Copy out the part of the items that opens with the line containing "Task: If you could identify the trump" and closes at the end of the items, keeping every line, and add 94 to each coordinate in the answer points that follow each "Target:" line. Leave all other lines and numbers as they are.

SUPPLIED RECORDS >>

— START —

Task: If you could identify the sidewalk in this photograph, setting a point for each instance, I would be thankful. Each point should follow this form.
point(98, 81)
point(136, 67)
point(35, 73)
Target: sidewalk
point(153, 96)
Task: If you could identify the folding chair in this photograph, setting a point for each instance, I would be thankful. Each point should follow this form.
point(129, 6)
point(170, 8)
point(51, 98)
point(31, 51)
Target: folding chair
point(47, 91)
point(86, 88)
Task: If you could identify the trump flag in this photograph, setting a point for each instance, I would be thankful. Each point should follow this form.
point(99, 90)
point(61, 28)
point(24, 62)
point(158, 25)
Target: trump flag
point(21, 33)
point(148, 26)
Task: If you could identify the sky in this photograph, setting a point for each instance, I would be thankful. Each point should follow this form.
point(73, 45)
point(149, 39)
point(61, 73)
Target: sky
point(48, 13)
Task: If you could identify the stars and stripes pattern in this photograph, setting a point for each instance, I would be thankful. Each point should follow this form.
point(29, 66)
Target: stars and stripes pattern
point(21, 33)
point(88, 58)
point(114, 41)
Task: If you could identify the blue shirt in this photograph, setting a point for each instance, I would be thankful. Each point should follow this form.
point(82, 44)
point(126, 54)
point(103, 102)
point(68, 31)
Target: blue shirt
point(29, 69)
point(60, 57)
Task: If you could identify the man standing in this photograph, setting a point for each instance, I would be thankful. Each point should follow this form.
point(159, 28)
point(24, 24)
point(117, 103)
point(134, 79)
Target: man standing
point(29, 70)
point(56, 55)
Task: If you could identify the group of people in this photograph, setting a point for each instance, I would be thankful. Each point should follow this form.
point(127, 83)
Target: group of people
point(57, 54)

— END —

FINISHED TASK >>
Task: If you could identify the trump flag in this photograph, setting a point for each instance, I would be thankful. Each point should follow this form.
point(99, 90)
point(61, 28)
point(24, 62)
point(158, 25)
Target: trump flag
point(115, 127)
point(242, 120)
Task: If you could identify the sky in this photograph, setting a point for each instance, I would be thankful. Each point should follow this form.
point(73, 45)
point(149, 39)
point(61, 73)
Target: sky
point(142, 107)
Task: If you could identify the stars and stripes pattern in this photograph, setting a point for each instance, I would be thankful. Each point should follow this form.
point(29, 66)
Target: stars and stripes pattern
point(115, 127)
point(182, 152)
point(208, 135)
Task: If you could identify the blue shirt in this photograph, setting a point for each instance, I would be thankful. Each point should follow this form.
point(82, 44)
point(126, 54)
point(103, 102)
point(68, 31)
Target: blue shirt
point(123, 163)
point(154, 151)
Task: If you could identify the man standing in this photograph, setting a point for each instance, I would be thankful. Each point should follow this form.
point(159, 28)
point(24, 24)
point(117, 103)
point(134, 79)
Target: man standing
point(123, 164)
point(150, 149)
Task: If you could identify the group of people in this photograph, setting a point for each instance, I would be thankful. Each point should follow this form.
point(127, 83)
Target: group of people
point(151, 148)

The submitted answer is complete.